> [What the task asks] Exactly reproduce each of the entries shown below.
-- Opening Marker --
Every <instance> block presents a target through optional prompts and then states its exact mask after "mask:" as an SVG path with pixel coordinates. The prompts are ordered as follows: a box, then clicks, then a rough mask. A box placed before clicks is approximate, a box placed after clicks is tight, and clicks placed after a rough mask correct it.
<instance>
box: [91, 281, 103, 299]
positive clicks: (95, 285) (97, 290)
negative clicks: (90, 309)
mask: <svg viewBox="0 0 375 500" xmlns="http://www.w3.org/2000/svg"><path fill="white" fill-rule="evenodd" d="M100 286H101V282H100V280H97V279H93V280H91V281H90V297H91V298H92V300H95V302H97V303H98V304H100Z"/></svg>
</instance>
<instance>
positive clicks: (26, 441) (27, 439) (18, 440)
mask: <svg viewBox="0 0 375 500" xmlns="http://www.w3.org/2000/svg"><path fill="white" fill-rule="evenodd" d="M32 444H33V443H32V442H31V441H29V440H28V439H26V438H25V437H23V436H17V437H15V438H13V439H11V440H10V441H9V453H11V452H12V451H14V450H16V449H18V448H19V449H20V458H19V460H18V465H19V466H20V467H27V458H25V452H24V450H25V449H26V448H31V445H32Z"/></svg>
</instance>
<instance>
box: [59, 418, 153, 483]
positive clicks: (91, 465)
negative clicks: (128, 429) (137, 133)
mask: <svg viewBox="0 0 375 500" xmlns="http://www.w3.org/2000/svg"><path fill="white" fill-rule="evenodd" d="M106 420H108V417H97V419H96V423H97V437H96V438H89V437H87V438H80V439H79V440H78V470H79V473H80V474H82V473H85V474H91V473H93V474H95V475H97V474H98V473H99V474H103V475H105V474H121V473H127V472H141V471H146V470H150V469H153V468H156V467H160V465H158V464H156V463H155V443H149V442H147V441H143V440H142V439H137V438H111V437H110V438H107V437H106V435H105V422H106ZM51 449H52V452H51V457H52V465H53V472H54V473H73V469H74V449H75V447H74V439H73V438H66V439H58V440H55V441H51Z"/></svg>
-- Closing Marker --
> [Response to the exercise]
Every <instance> block presents a target through optional prompts and then states its exact mask after "mask:" as an SVG path with pixel coordinates. The prompts are ordered as follows: a box, then clicks, then a rough mask. A box placed before clicks is approximate, a box placed after clicks is tight, and clicks placed after a rough mask correct it.
<instance>
box: [91, 281, 103, 299]
positive clicks: (95, 285) (97, 290)
negative clicks: (90, 309)
mask: <svg viewBox="0 0 375 500" xmlns="http://www.w3.org/2000/svg"><path fill="white" fill-rule="evenodd" d="M100 286H101V282H100V280H97V279H93V280H91V281H90V297H91V298H92V300H95V302H97V303H98V304H100Z"/></svg>
</instance>
<instance>
positive clicks: (26, 441) (27, 439) (18, 440)
mask: <svg viewBox="0 0 375 500" xmlns="http://www.w3.org/2000/svg"><path fill="white" fill-rule="evenodd" d="M32 444H33V443H32V442H31V441H29V440H28V439H26V438H25V437H23V436H17V437H15V438H13V439H11V440H10V441H9V453H11V452H12V451H14V450H16V449H18V448H19V449H20V458H19V460H18V465H19V466H20V467H27V458H25V452H24V450H25V449H26V448H31V445H32Z"/></svg>
</instance>
<instance>
box: [59, 418, 153, 483]
positive clicks: (91, 465)
negative clicks: (128, 429) (137, 133)
mask: <svg viewBox="0 0 375 500" xmlns="http://www.w3.org/2000/svg"><path fill="white" fill-rule="evenodd" d="M106 420H108V417H97V419H96V423H97V437H96V438H89V437H87V438H80V439H79V440H78V470H79V473H80V474H82V473H85V474H91V473H93V474H95V475H97V474H98V473H99V474H103V475H105V474H121V473H127V472H141V471H146V470H150V469H153V468H156V467H160V465H158V464H156V463H155V443H149V442H147V441H143V440H142V439H137V438H111V437H110V438H107V437H106V435H105V422H106ZM51 449H52V452H51V457H52V465H53V472H54V473H73V469H74V449H75V447H74V439H73V438H66V439H58V440H55V441H51Z"/></svg>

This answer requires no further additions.